-- Excerpted passage start --

You’re somewhat pessimistic about human civilization, but you have a sense of awe and wonder at the universe and life, and the complexity and the vastness of it all.
If there are any creatures around to witness the death of the sun, six billion years from now, they’ll be as different from us as we are from micro-organisms.
Scientists do have a sense of wonder and of mystery. Even though there are things we understand, most of the key questions are still unanswered. There may even be a limit to what we’ll ever understand simply because of the capacity of our brains.
One perspective that astronomers and cosmologists have is in relation to the immense time expanse lying ahead. Most educated people are aware of the huge spans of time in the past and how we have emerged over three or four billion years. But most people, nonetheless, think we humans are the end of the process – that we are the culmination. The fact is, the time lying ahead is probably even longer.
So we need to look at humanity as being an intermediate stage, perhaps even an early stage – in the emergence of the cosmos. If there are any creatures around to witness the death of the sun, six billion years from now, they won’t be humans. They’ll be as different from us as we are from micro-organisms.
Where do you draw the line in terms of how we treat other animals and nature?
Nature has value in its own right. So it’s imperative to do what we can to preserve the natural world, and this has to go beyond any human self-interest.

-- Excerpted passage end --
-- Data extract start --

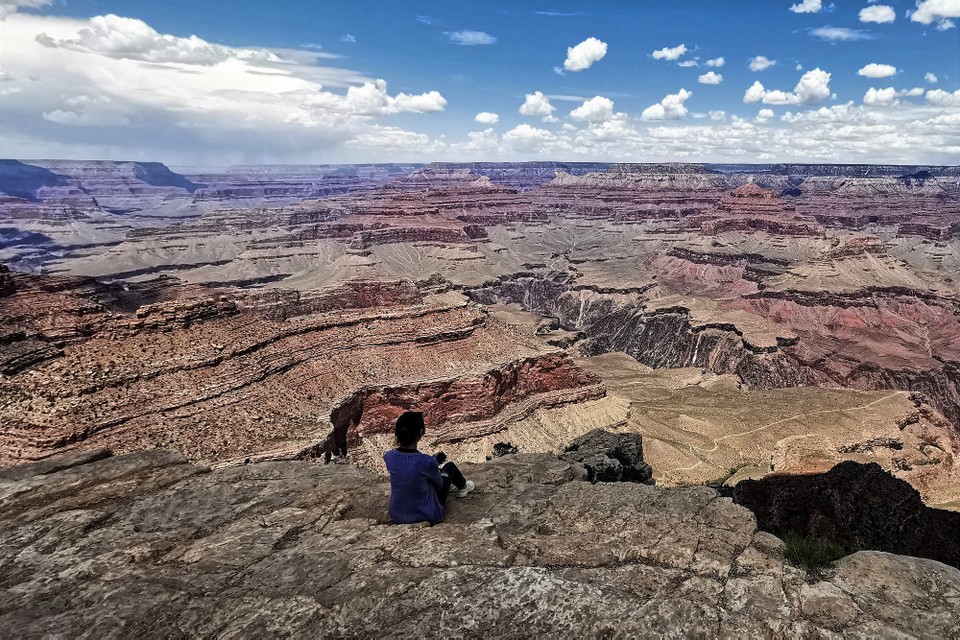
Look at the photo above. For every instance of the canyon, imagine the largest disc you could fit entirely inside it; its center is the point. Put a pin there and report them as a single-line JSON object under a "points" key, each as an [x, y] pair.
{"points": [[747, 320]]}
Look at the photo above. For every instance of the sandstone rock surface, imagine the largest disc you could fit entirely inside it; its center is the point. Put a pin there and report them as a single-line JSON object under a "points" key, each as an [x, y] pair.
{"points": [[149, 545]]}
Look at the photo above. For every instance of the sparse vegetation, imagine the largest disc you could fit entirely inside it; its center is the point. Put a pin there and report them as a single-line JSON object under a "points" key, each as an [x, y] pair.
{"points": [[810, 553]]}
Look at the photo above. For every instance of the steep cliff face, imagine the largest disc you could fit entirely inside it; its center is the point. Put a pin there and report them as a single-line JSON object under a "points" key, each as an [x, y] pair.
{"points": [[230, 374], [668, 337], [468, 406]]}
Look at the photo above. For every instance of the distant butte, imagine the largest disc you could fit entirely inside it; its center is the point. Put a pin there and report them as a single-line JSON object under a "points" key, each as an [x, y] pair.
{"points": [[746, 319]]}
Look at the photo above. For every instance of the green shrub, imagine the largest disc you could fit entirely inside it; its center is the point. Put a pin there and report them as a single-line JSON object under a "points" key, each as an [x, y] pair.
{"points": [[809, 553]]}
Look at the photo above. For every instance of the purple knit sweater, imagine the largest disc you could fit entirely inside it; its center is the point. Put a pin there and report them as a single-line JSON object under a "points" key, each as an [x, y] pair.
{"points": [[414, 480]]}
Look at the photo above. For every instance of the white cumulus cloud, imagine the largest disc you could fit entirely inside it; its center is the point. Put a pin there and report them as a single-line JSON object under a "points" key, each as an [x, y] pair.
{"points": [[879, 13], [372, 99], [537, 105], [596, 109], [941, 98], [935, 11], [669, 53], [710, 78], [759, 63], [470, 38], [670, 108], [585, 54], [807, 6], [131, 39], [764, 115], [874, 70], [813, 88], [880, 97], [10, 6], [840, 34], [527, 139]]}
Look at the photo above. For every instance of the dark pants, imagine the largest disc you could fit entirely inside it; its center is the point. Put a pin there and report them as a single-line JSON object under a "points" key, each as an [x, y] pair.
{"points": [[452, 478]]}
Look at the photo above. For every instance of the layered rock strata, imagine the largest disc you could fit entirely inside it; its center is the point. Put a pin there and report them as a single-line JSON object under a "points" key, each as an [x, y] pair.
{"points": [[233, 375]]}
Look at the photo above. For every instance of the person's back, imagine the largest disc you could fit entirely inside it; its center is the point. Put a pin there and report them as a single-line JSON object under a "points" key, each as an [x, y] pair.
{"points": [[414, 479], [418, 486]]}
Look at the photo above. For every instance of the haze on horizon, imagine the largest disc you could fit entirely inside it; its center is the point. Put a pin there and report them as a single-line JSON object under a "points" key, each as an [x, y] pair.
{"points": [[871, 81]]}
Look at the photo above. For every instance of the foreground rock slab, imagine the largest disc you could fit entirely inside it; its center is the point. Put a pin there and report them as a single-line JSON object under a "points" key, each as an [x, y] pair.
{"points": [[149, 545]]}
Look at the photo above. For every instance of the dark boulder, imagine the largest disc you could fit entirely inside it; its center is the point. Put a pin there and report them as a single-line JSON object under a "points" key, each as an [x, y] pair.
{"points": [[859, 506], [610, 457]]}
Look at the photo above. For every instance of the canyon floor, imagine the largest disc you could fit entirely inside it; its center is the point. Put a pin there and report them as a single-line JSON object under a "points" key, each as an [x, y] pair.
{"points": [[746, 320]]}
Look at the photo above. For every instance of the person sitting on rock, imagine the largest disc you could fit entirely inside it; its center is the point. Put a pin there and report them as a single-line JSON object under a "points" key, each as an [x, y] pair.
{"points": [[419, 486]]}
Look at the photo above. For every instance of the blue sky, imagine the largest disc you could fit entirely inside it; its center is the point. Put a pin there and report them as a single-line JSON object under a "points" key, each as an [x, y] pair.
{"points": [[64, 91]]}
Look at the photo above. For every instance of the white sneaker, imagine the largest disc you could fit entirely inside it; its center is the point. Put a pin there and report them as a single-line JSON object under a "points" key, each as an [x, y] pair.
{"points": [[462, 493]]}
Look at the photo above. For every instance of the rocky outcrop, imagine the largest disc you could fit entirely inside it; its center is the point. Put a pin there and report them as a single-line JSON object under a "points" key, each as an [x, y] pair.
{"points": [[610, 457], [231, 374], [148, 544], [466, 406], [393, 235], [856, 505], [7, 285]]}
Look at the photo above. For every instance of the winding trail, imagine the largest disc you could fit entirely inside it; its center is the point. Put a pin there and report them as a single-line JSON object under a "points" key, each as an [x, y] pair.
{"points": [[696, 452]]}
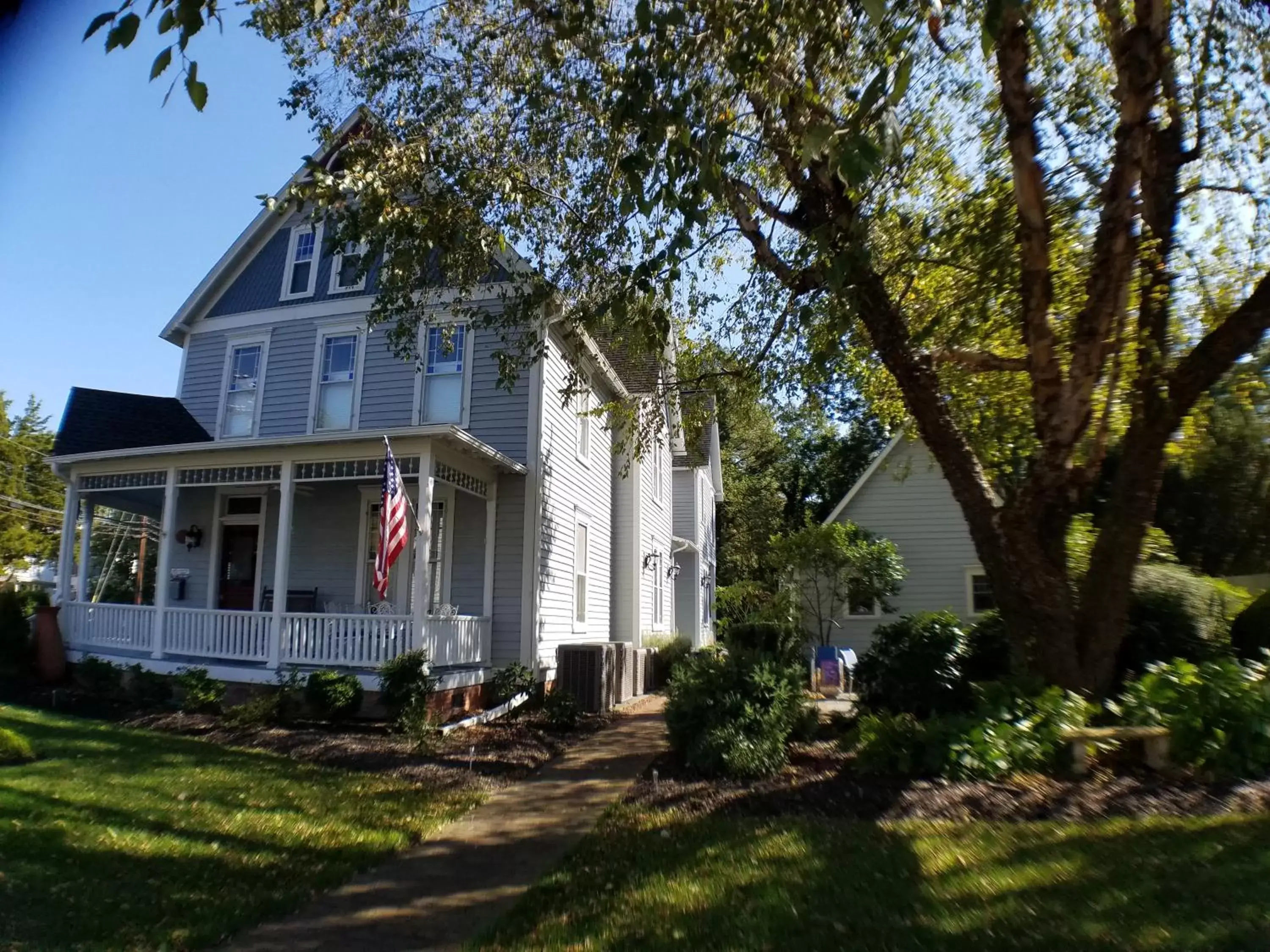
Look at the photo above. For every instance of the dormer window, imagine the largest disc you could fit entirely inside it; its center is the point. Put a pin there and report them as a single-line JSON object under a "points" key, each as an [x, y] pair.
{"points": [[301, 273], [343, 268]]}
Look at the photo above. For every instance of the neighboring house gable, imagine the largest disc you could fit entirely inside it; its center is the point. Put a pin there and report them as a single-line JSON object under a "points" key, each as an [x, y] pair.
{"points": [[905, 498]]}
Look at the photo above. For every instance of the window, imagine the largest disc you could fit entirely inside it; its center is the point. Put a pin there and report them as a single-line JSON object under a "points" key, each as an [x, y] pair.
{"points": [[581, 570], [981, 597], [300, 276], [343, 268], [243, 382], [658, 592], [444, 375], [337, 382], [583, 408]]}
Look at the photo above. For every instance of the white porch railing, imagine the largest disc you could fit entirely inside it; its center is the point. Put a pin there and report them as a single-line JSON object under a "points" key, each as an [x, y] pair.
{"points": [[209, 633], [459, 640], [106, 625], [306, 639]]}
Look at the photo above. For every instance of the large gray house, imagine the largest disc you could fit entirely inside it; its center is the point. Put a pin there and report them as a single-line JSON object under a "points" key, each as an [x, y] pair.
{"points": [[905, 498], [263, 476]]}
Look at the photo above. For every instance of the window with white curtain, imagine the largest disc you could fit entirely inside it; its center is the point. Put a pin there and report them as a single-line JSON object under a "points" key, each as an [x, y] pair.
{"points": [[444, 375], [242, 390], [337, 382]]}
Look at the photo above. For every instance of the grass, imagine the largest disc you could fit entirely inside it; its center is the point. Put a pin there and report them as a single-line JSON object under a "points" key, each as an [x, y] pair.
{"points": [[647, 881], [126, 839]]}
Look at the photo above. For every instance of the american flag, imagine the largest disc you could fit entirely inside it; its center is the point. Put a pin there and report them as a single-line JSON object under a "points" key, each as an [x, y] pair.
{"points": [[393, 527]]}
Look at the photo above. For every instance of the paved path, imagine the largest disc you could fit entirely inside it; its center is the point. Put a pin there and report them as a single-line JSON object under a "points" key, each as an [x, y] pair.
{"points": [[447, 889]]}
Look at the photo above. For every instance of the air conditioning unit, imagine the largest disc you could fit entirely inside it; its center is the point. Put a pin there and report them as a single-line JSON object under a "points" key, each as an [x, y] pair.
{"points": [[624, 680], [590, 673]]}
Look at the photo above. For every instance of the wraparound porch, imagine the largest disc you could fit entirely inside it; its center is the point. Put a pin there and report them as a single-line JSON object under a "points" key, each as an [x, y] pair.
{"points": [[233, 534]]}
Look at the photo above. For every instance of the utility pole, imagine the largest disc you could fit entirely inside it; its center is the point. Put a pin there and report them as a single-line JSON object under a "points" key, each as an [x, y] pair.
{"points": [[141, 564]]}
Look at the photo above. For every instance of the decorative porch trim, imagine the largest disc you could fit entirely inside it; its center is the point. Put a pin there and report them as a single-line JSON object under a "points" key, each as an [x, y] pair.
{"points": [[223, 475], [463, 480], [124, 480], [353, 469]]}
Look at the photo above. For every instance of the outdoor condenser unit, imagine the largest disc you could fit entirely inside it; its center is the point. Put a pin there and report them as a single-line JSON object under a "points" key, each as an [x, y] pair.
{"points": [[588, 672]]}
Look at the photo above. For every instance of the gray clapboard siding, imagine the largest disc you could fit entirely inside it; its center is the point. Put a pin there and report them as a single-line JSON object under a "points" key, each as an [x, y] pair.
{"points": [[508, 568], [468, 555], [908, 501]]}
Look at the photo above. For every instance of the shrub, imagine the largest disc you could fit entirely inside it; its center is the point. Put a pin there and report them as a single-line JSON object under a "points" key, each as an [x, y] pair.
{"points": [[14, 748], [149, 690], [200, 693], [671, 650], [732, 714], [334, 696], [16, 652], [1250, 633], [915, 667], [1178, 614], [1009, 732], [1218, 714], [562, 710], [406, 685], [783, 641], [511, 681], [99, 680]]}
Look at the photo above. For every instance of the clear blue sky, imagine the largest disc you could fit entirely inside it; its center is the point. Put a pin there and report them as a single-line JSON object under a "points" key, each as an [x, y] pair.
{"points": [[113, 209]]}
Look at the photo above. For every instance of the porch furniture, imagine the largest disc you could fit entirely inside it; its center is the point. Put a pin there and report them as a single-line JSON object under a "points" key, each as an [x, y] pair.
{"points": [[298, 600], [1155, 744]]}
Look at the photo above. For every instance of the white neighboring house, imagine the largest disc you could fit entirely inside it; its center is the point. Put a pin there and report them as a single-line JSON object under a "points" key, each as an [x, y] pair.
{"points": [[263, 474], [905, 498]]}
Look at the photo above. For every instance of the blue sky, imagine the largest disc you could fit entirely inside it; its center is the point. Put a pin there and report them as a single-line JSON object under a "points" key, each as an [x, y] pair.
{"points": [[113, 209]]}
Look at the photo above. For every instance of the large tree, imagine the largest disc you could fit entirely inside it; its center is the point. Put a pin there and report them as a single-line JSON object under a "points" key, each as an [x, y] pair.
{"points": [[1000, 228]]}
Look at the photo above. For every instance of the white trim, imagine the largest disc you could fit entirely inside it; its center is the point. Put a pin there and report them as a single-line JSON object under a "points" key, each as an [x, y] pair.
{"points": [[864, 478], [971, 572], [232, 344], [341, 329], [290, 262], [533, 550], [458, 435], [337, 263], [219, 522], [422, 374], [581, 520]]}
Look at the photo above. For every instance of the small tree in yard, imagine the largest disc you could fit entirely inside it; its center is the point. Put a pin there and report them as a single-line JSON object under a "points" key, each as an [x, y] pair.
{"points": [[837, 567]]}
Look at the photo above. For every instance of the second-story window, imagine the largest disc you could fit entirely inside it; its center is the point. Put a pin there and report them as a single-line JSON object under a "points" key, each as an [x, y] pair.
{"points": [[444, 375], [336, 382], [343, 270], [301, 273], [240, 391]]}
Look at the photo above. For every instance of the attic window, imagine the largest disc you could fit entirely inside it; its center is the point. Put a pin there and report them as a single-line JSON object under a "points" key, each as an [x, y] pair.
{"points": [[301, 272]]}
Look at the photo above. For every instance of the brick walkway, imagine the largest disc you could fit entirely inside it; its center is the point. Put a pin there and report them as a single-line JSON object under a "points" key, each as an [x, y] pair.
{"points": [[447, 889]]}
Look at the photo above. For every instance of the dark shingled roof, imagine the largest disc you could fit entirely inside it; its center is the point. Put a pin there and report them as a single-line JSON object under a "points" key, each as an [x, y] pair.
{"points": [[698, 451], [97, 421]]}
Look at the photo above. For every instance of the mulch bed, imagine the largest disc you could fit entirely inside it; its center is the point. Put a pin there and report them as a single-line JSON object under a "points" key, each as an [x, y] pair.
{"points": [[480, 757], [818, 782]]}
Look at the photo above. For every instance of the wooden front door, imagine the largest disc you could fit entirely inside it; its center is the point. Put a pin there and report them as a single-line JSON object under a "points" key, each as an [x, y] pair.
{"points": [[239, 551]]}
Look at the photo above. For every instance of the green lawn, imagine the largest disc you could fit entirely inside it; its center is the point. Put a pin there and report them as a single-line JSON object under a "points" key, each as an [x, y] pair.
{"points": [[648, 883], [124, 839]]}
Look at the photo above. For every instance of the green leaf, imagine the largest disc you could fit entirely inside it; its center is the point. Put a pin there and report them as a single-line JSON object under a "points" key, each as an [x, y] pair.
{"points": [[903, 74], [124, 32], [877, 11], [98, 22], [162, 63]]}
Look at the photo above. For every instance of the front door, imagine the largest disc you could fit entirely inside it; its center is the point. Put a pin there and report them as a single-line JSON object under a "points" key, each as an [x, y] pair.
{"points": [[239, 545]]}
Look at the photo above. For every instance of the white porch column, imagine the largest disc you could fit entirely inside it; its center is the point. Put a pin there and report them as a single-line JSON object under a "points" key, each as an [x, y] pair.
{"points": [[282, 560], [66, 545], [163, 568], [422, 546], [87, 511]]}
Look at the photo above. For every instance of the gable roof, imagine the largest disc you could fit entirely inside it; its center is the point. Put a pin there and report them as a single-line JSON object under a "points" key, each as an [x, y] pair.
{"points": [[97, 421], [864, 478]]}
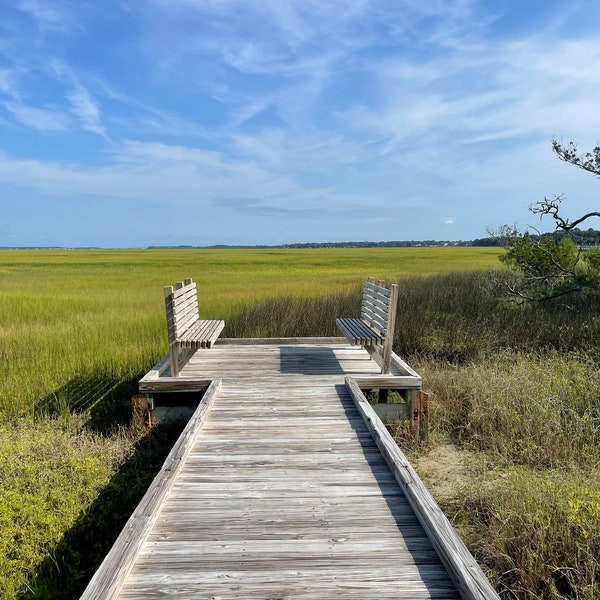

-- Data extract end --

» **Directions**: Copy the interview excerpt above word for word, everything from "Scientists do have" down to "of our brains.".

» **Response**:
Scientists do have a sense of wonder and of mystery. Even though there are things we understand, most of the key questions are still unanswered. There may even be a limit to what we’ll ever understand simply because of the capacity of our brains.